**Data for this task:**
<<<<
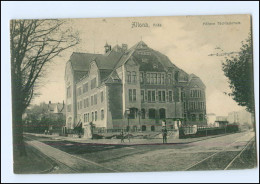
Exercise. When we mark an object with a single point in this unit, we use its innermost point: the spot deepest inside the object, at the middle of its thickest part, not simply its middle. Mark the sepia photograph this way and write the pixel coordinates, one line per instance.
(129, 92)
(132, 94)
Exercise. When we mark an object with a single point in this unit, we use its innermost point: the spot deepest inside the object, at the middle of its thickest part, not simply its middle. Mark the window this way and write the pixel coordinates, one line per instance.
(102, 96)
(130, 95)
(161, 96)
(80, 104)
(170, 96)
(201, 117)
(162, 113)
(79, 92)
(143, 113)
(153, 96)
(176, 76)
(134, 77)
(134, 95)
(176, 95)
(95, 99)
(195, 93)
(169, 78)
(93, 83)
(85, 103)
(141, 77)
(85, 88)
(68, 108)
(102, 114)
(129, 77)
(142, 95)
(152, 128)
(152, 113)
(184, 106)
(162, 79)
(143, 128)
(69, 92)
(193, 117)
(95, 115)
(149, 96)
(92, 100)
(133, 113)
(192, 105)
(148, 78)
(155, 78)
(159, 78)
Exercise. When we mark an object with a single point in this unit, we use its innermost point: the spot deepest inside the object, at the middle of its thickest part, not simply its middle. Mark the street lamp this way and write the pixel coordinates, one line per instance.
(139, 114)
(128, 127)
(128, 114)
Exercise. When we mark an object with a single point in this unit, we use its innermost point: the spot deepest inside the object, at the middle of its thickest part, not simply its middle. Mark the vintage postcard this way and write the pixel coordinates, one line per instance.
(98, 95)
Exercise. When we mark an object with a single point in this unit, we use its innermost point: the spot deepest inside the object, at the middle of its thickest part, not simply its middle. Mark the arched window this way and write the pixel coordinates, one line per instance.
(152, 113)
(162, 113)
(143, 113)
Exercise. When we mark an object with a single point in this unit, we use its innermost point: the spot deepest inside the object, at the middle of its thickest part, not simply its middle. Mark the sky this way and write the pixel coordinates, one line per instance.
(186, 40)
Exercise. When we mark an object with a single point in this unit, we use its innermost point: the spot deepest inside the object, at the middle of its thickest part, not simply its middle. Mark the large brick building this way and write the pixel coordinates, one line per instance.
(137, 86)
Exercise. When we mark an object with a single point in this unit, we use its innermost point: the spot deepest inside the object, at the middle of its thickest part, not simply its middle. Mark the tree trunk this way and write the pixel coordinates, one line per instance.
(17, 112)
(18, 140)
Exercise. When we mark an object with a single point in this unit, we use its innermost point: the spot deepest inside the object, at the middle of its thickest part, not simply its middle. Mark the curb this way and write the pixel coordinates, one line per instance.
(47, 159)
(134, 144)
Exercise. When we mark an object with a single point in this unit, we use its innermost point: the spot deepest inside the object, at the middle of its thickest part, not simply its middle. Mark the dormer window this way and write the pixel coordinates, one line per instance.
(155, 66)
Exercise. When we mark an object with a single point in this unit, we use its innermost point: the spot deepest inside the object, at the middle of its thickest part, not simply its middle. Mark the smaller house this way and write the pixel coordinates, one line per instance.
(56, 108)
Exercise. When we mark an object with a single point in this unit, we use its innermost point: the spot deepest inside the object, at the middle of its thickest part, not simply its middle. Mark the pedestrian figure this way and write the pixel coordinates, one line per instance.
(128, 137)
(122, 136)
(164, 134)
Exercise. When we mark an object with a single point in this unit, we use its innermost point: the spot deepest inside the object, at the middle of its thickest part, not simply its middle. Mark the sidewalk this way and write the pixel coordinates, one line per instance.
(34, 163)
(133, 141)
(72, 162)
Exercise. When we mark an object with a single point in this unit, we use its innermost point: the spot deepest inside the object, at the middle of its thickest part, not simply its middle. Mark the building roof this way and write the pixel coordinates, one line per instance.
(56, 107)
(147, 58)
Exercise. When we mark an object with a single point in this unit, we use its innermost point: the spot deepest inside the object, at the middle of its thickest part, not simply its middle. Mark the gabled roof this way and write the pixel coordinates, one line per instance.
(56, 107)
(195, 80)
(147, 58)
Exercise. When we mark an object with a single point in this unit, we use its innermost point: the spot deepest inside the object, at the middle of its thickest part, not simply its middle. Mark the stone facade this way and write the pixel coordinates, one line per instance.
(137, 87)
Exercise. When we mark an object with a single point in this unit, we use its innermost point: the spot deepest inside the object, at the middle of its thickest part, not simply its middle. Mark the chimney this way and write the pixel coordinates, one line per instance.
(124, 47)
(107, 48)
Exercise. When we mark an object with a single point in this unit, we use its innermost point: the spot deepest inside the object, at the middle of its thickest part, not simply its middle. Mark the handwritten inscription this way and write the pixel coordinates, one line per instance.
(144, 25)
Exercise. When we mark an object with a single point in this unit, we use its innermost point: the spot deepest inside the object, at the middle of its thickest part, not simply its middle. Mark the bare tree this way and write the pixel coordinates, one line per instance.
(34, 44)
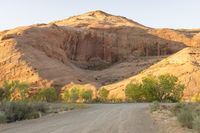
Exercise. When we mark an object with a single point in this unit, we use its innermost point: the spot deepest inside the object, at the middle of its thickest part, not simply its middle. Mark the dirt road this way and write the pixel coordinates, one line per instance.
(98, 118)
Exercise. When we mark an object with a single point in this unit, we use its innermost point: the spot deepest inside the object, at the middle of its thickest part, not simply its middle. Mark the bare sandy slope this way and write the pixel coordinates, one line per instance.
(101, 118)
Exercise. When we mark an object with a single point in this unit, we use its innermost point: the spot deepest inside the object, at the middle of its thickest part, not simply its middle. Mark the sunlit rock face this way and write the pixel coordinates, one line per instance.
(69, 50)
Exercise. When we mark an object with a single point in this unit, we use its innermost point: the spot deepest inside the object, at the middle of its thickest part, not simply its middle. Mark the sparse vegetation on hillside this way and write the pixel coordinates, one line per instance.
(87, 95)
(103, 94)
(163, 88)
(46, 95)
>>>>
**Required task:** Beginning at the line that contains "Mark the handwritten", copy each remaining line of the records exactly, through the final one. Omit the pictures.

**Task result:**
Exercise. When we mark an object with a single point in this unit, we use its innermost point: the spot deepest inside the object, at the middle of its thickest part, not simply its middle. Mark the handwritten inscription this way and write the pixel coordinates, one line per instance.
(144, 25)
Exercise. When we mark an object with a single point in this unit, we use its innermost point: the spot deepest inside the object, at the middle of its thickest part, not simply its middle. Mark the bare tree this way and write the pixel coordinates, one line per instance.
(34, 44)
Exercise. When we mark an object with a single point in this unit, we use its innermost point: the spot deepest inside the object, at the middle of its thickest part, not simply its middle. Mark the dirt road this way and write the pixel coordinates, one line per instance.
(98, 118)
Exercise. When we mark an object with a single point in this unit, we use its innermost point: the spot deepest inside the object, at the middle of its thickest part, not simply its middle. Mark the bare sandy slope this way and write the pixel coordinates, one line per instance.
(101, 118)
Exercise. When we mark an object with a single point in this unit, we use its innermost point: the spot deepest inside the object, at the middle of its thickest part, not simply its middle. Mark the sunlit rock face this way and write the pixel coordinates, one line per instance.
(69, 50)
Exercise. When we mark an object with a single point in this unit, we use its innermost point: the spot deepest inside the object, at the middle of its thickest part, not simply its middle. Mark the sparse vegetation on hillside this way and write the pixel coordinates, one line per instance.
(87, 95)
(103, 94)
(163, 88)
(46, 95)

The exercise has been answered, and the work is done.